● **Data provided**:
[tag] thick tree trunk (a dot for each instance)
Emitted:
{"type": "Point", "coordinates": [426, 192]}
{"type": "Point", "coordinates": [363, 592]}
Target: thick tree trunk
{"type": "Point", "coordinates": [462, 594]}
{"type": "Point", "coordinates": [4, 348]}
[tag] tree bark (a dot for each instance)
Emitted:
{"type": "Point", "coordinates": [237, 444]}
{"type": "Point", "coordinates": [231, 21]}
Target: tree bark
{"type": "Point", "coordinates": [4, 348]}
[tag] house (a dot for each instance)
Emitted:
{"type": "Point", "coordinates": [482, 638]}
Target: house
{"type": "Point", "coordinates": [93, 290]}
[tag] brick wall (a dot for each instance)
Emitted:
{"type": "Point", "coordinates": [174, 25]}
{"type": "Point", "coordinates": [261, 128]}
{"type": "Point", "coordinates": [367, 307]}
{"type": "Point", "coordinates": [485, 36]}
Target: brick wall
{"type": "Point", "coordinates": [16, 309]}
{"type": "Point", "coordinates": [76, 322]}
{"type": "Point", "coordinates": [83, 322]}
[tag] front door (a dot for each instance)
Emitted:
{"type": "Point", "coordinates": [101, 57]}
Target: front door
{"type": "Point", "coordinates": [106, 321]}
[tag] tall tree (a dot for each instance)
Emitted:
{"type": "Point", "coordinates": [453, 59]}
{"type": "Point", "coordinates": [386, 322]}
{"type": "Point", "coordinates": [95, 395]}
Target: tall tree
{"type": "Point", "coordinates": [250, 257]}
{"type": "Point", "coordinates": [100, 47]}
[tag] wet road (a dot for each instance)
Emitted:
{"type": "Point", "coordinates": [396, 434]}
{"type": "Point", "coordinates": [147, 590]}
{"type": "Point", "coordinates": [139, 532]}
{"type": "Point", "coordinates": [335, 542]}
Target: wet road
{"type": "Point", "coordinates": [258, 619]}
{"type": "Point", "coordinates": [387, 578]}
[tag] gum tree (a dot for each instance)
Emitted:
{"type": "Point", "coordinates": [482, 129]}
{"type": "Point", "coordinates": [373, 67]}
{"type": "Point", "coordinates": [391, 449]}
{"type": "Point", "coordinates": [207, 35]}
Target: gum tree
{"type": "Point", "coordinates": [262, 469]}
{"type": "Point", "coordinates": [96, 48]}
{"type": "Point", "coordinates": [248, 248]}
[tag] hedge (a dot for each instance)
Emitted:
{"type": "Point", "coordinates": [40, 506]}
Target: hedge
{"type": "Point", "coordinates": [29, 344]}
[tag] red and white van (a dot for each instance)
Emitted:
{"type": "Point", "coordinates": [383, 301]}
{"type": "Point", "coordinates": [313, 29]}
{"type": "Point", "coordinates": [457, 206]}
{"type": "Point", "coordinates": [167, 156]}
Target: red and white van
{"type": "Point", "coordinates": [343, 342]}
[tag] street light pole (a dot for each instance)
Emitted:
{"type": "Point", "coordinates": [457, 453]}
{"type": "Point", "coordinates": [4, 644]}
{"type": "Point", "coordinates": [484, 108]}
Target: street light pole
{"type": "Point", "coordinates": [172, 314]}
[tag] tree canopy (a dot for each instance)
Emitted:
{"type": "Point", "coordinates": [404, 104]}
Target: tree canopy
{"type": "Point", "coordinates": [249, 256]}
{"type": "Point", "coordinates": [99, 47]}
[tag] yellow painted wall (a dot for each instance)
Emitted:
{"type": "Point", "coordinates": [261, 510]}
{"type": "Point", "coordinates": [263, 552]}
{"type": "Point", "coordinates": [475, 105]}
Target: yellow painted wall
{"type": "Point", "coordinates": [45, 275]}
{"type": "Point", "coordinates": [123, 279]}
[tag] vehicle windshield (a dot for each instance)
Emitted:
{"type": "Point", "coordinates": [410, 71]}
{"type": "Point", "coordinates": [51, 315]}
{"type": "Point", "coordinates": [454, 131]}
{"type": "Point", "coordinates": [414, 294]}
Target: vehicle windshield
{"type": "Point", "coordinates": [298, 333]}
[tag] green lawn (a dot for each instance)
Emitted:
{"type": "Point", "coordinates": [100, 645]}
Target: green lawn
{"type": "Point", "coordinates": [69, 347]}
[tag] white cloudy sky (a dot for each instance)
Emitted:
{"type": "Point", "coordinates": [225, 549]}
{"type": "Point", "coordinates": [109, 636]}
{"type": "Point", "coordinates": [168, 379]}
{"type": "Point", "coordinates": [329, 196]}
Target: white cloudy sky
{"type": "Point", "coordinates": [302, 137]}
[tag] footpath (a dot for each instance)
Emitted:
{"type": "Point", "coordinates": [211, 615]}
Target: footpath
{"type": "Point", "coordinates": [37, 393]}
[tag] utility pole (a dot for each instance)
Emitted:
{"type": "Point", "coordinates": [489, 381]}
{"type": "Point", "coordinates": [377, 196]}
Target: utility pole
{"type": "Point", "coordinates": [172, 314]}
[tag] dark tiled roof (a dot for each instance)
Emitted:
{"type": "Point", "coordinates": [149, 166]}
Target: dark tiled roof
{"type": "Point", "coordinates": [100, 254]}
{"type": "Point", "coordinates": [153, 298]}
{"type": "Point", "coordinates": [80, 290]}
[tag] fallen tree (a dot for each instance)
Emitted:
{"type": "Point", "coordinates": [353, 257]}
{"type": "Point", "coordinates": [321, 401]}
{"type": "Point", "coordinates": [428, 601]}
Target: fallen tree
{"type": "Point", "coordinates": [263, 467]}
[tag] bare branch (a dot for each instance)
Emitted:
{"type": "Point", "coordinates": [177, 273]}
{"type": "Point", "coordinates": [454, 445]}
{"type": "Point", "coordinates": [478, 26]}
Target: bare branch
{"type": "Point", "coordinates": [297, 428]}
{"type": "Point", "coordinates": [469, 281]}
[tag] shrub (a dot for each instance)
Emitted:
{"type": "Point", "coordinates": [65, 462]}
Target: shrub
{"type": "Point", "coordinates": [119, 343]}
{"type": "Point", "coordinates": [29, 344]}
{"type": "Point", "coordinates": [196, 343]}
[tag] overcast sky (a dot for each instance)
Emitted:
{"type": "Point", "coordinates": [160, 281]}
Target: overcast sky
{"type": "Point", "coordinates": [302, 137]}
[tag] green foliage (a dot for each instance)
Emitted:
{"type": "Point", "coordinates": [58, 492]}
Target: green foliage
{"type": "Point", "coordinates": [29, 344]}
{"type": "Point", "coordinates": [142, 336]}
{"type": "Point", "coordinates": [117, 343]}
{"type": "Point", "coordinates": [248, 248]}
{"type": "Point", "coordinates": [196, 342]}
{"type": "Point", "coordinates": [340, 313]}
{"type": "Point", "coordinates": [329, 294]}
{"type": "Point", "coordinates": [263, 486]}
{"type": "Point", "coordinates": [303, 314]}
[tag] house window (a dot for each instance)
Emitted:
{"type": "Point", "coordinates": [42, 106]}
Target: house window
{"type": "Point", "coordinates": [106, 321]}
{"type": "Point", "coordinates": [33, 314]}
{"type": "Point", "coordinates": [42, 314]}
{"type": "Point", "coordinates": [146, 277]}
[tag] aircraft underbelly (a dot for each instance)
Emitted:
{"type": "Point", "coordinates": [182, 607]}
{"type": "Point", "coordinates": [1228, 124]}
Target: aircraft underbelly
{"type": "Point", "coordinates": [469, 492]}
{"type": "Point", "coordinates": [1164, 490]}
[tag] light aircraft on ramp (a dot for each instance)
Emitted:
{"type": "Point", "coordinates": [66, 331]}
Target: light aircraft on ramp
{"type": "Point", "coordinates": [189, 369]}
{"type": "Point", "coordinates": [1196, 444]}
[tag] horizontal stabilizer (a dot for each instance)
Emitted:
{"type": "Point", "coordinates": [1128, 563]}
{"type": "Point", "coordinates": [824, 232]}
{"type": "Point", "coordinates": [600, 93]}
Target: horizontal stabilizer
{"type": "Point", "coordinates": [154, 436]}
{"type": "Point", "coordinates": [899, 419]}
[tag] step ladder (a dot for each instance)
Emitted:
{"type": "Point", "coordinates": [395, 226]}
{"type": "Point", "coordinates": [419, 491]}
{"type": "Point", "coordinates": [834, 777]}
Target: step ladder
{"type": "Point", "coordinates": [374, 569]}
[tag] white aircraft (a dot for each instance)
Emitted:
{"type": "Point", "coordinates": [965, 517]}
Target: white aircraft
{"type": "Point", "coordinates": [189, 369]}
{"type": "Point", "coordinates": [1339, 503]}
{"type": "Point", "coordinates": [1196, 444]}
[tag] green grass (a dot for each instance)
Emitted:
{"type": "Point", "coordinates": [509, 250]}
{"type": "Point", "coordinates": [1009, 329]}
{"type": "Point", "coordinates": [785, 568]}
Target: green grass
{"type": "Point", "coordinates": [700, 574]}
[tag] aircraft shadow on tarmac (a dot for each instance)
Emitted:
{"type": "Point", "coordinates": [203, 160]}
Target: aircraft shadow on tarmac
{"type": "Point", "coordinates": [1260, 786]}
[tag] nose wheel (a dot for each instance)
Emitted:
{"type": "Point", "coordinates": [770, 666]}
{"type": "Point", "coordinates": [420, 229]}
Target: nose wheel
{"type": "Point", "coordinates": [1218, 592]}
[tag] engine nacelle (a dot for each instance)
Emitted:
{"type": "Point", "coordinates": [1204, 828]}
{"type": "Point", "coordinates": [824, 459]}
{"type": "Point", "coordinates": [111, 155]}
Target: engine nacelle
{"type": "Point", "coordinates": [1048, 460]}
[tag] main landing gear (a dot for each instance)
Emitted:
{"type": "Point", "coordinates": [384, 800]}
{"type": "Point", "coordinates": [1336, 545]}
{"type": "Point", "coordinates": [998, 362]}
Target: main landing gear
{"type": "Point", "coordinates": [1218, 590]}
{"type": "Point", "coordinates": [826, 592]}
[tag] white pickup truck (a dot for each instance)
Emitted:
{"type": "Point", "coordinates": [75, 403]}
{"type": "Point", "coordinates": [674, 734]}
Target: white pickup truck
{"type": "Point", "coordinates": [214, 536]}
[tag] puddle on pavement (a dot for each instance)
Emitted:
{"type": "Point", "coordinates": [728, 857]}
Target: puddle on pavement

● **Requirement**: Could you update everything from the line with "[tag] green grass (a dot for each instance)" down to the last of the rows, replacing "nose wheel" with "front wheel" and leaving all else as it is?

● **Exercise result**:
[tag] green grass (a dot for each instance)
Emitted:
{"type": "Point", "coordinates": [509, 250]}
{"type": "Point", "coordinates": [1009, 329]}
{"type": "Point", "coordinates": [785, 568]}
Target: green grass
{"type": "Point", "coordinates": [700, 574]}
[tag] aircraft shadow on tarmac (a dot for each instance)
Emitted:
{"type": "Point", "coordinates": [203, 160]}
Target: aircraft shadow on tarmac
{"type": "Point", "coordinates": [1260, 786]}
[tag] front wheel (a dot for each instance)
Emitted:
{"type": "Point", "coordinates": [770, 666]}
{"type": "Point", "coordinates": [420, 229]}
Target: front wheel
{"type": "Point", "coordinates": [1218, 592]}
[tag] engine nacelle (a dot for each instance)
Emitted:
{"type": "Point", "coordinates": [1204, 828]}
{"type": "Point", "coordinates": [824, 459]}
{"type": "Point", "coordinates": [111, 155]}
Target: engine nacelle
{"type": "Point", "coordinates": [1048, 460]}
[tag] main landing gear (a dot for each instance)
Emitted:
{"type": "Point", "coordinates": [384, 800]}
{"type": "Point", "coordinates": [1336, 545]}
{"type": "Point", "coordinates": [998, 362]}
Target: main landing gear
{"type": "Point", "coordinates": [1218, 590]}
{"type": "Point", "coordinates": [826, 592]}
[tag] white pickup truck (a dot for each instance)
Emitted:
{"type": "Point", "coordinates": [75, 403]}
{"type": "Point", "coordinates": [674, 734]}
Target: white pickup truck
{"type": "Point", "coordinates": [214, 536]}
[tag] puddle on pavement (a dot for each instance)
Emitted:
{"type": "Point", "coordinates": [728, 857]}
Target: puddle on pavement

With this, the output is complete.